Exercise tasks:
a) Print the passage from the article on Syrian journalists in Idlib between "With the prospect" and "Ghouta (MEE/Harun al-Aswad)", inclusive.
b) Write what comes next in the article on Syrian journalists in Idlib, starting after its final sentence.

Selected excerpt:

************

Rebels have lost around 100 square kilometres of territory, and the Sochi agreement, a pact signed in late 2018 between the Turkish and Russian presidents to spare Idlib a bloody attack, appears on the verge of collapse.

With the prospect of a major government assault on the horizon, many journalists have been attempting to flee Idlib for Turkey - something which has become increasingly difficult.

A meeting of the Media Workers Association of Eastern Ghouta (Harun al-Aswad)
A meeting of the Media Workers Association of Eastern Ghouta (MEE/Harun al-Aswad)

The Syrian-Turkish border is surrounded by a wall and Turkish border guards, and attempting to cross it is extremely dangerous, regularly leading to deaths.

Although Turkey hosts about four million displaced Syrians, domestic pressure has pushed the government to limit further inflows. While some Syrian journalists are lucky enough to work with media companies based in Turkey - and can therefore legally cross the border - options for others are limited.

Mazen al-Atrash - also known as Mazen al-Shami - was arrested on Friday by Turkish border guards while trying to cross the border illegally, and was severely beaten with his two sons in front of his family.

“When I told them I am a journalist, I was subjected to torture and severely beaten by the border guards," he told MEE.

Atrash was originally displaced from the central Syrian city of Homs after 2012 to the Eastern Ghouta suburbs of Damascus, and from there to Idlib in early 2018.

"I'm sick - I tried to communicate with all the press organisations and with the Syrian interim government to help me get out," he said.

"I sold my equipment and borrowed money from my friends for expenses [to] escape illegally, and to get out and get safety and treatment, but I failed."

Protection for journalists

Two local organisations exist in northern Syria to defend journalists, the Union of Syrian Media and the Media Workers Association of Eastern Ghouta, of which Atrash is an administrative member.

The Media Workers Association of Eastern Ghouta issued a statement deploring Atrash's beatings and called on international organisations to come to the aid of Syrian journalists.

The statement called on Reporters Without Borders and the Turkey-based political Syrian opposition to find a mechanism to ensure the safety of members of the association, who have worked for nine years in the midst of sieges, shelling, attacks and displacement.

************

Material shown:
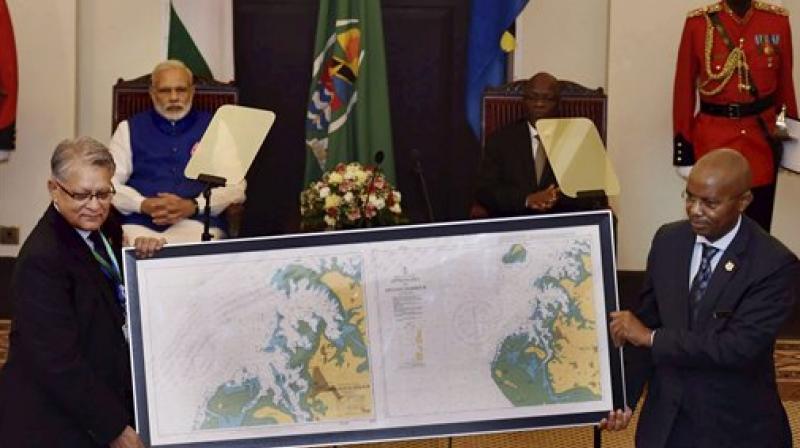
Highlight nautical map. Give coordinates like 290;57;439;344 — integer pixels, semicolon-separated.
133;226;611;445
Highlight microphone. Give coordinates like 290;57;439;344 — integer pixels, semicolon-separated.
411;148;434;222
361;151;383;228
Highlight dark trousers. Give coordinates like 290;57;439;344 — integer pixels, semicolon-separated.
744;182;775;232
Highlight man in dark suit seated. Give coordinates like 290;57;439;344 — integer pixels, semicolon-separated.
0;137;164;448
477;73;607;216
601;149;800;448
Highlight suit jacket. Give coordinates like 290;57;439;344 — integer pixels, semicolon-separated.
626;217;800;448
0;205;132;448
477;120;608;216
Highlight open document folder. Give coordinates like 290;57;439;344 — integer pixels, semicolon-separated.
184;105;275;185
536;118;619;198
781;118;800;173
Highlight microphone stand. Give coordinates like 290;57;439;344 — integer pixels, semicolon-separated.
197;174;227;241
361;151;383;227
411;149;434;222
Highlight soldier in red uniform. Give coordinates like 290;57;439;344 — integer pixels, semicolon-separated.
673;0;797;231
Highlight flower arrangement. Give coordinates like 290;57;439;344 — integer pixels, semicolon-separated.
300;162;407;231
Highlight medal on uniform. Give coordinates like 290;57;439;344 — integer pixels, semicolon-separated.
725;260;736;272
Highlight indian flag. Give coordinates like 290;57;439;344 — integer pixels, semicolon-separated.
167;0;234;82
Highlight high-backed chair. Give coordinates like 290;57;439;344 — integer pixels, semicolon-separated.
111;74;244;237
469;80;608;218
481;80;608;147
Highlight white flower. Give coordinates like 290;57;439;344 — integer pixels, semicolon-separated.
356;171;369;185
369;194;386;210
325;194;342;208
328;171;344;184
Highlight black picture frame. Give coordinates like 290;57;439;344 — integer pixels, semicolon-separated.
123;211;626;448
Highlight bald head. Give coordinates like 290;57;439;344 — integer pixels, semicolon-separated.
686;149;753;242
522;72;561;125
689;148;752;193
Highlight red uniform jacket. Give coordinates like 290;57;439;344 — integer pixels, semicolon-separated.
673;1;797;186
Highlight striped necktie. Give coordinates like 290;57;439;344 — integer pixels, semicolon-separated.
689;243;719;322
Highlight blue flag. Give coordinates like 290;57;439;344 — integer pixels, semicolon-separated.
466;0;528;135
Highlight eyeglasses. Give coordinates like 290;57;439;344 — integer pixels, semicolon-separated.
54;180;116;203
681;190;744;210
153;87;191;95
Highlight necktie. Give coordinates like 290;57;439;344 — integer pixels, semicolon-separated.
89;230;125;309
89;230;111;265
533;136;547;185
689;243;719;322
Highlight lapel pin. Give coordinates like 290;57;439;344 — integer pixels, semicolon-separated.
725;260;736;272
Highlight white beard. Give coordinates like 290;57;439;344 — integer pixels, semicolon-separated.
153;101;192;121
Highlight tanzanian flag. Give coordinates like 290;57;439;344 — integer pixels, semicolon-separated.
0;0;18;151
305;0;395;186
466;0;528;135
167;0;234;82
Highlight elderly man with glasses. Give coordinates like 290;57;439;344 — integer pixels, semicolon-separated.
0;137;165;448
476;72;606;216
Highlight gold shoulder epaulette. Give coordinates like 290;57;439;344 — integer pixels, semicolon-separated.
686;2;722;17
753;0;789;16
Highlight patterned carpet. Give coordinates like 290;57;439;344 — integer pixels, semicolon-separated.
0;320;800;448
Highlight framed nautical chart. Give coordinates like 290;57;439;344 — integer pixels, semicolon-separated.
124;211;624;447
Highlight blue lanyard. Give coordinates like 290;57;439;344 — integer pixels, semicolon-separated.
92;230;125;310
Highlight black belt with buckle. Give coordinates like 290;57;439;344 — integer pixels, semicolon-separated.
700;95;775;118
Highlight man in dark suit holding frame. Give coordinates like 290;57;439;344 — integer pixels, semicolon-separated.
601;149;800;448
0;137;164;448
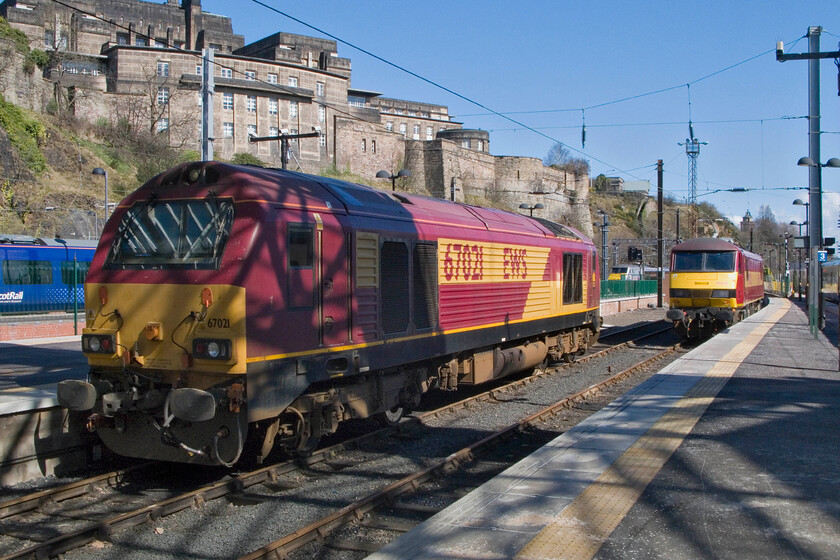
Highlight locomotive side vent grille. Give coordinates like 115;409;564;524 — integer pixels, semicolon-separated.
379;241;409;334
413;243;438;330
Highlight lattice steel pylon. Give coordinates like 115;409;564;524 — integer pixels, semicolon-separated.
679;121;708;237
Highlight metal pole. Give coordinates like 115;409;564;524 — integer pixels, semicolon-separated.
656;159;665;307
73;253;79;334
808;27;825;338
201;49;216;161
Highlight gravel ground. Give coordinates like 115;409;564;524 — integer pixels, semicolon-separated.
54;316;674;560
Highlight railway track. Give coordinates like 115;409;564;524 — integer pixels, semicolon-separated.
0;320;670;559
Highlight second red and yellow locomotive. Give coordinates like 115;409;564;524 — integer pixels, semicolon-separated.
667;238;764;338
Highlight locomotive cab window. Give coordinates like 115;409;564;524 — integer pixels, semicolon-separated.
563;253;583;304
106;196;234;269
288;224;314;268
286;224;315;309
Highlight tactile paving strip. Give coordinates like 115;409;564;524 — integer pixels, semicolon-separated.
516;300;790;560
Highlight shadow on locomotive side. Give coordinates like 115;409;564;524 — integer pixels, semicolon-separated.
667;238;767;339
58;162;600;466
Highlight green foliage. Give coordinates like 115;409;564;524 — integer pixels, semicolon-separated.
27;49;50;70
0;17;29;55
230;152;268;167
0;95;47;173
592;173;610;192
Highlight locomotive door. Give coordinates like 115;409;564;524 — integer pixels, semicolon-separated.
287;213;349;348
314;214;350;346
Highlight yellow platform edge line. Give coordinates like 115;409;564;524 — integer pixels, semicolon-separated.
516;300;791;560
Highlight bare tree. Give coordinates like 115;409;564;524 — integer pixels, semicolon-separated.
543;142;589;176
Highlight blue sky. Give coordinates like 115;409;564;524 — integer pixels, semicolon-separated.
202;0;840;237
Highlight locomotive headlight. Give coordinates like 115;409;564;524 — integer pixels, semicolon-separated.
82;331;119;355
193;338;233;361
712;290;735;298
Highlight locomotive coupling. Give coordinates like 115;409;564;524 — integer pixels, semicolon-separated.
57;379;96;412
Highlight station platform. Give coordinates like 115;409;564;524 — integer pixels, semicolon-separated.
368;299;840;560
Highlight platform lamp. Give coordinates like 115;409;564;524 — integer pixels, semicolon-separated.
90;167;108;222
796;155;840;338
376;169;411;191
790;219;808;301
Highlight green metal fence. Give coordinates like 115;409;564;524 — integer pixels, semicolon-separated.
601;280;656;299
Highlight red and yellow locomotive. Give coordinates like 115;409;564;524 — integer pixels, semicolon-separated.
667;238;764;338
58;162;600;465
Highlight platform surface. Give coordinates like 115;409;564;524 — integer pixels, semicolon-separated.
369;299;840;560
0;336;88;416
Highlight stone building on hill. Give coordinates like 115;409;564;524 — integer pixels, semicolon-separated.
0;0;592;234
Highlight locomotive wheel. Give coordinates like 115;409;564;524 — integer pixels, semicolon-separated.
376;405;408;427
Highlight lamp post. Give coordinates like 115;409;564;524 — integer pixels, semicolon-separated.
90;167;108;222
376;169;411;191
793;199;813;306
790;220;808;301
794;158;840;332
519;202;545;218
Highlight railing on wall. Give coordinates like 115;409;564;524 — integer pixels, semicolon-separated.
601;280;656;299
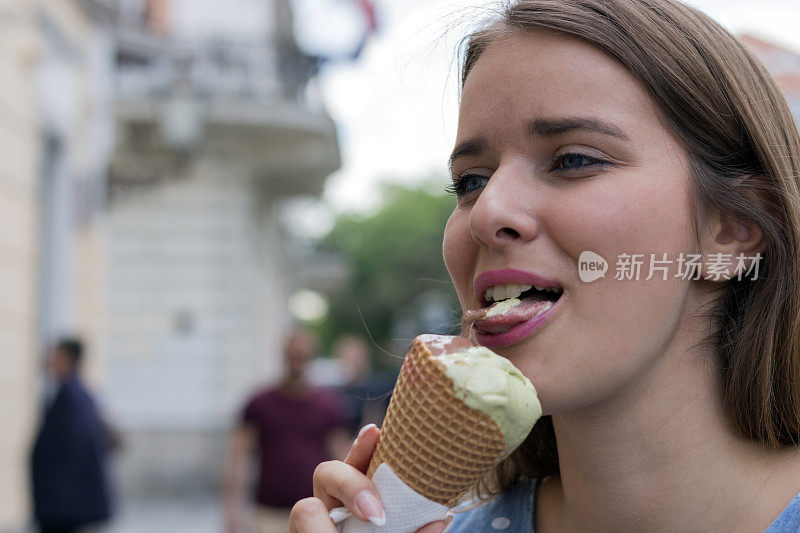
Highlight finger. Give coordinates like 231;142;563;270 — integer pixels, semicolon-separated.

************

Results in order:
a)
With the prospect of a major government assault on the horizon, many journalists have been attempting to flee Idlib for Turkey - something which has become increasingly difficult.

A meeting of the Media Workers Association of Eastern Ghouta (Harun al-Aswad)
A meeting of the Media Workers Association of Eastern Ghouta (MEE/Harun al-Aswad)

b)
Abu Al-yusr Baraa and Mazen al-Atrash and a number of journalists during a meeting of the Media Workers Association of Eastern Ghouta (Harun al-Aswad)
Abu al-Yusr Baraa and Mazen al-Atrash, and a number of journalists during a meeting of the Media Workers Association of Eastern Ghouta (MEE/Harun al-Aswad)

“The association was established in 2014 through local efforts to standardise media work professionally," Abu al-Yusr Baraa, the association's director, told MEE. "We organise training courses for 140 members, and provide assistance and advice for them."

He said his organisation had been helping journalists escape northern Syria to Turkey, but that options were limited.

“Many journalists have been arrested in northern Syria, we can only help them by appealing to the authorities concerned, or through the media and social media, to release them," he said.

MEE contacted two Syrian media organisations - The Syrian Centre for Media and Freedom of expression (SCM) and the Syrian Journalists Association - based outside Syria for comment, but neither responded by the time of publication.

Journalists in Syria also have to contend with attacks by militant factions, including in areas under the control of the Turkish-backed Free Syrian Army and in areas under the control of Hay'at Tahrir al-Sham (HTS), al-Qaeda’s former Syrian branch.

Late last year, activists and journalists Hamoud Jneed, and Raed Fares - director of Radio Fresh - were subjected to a series of threats before being shot dead by HTS.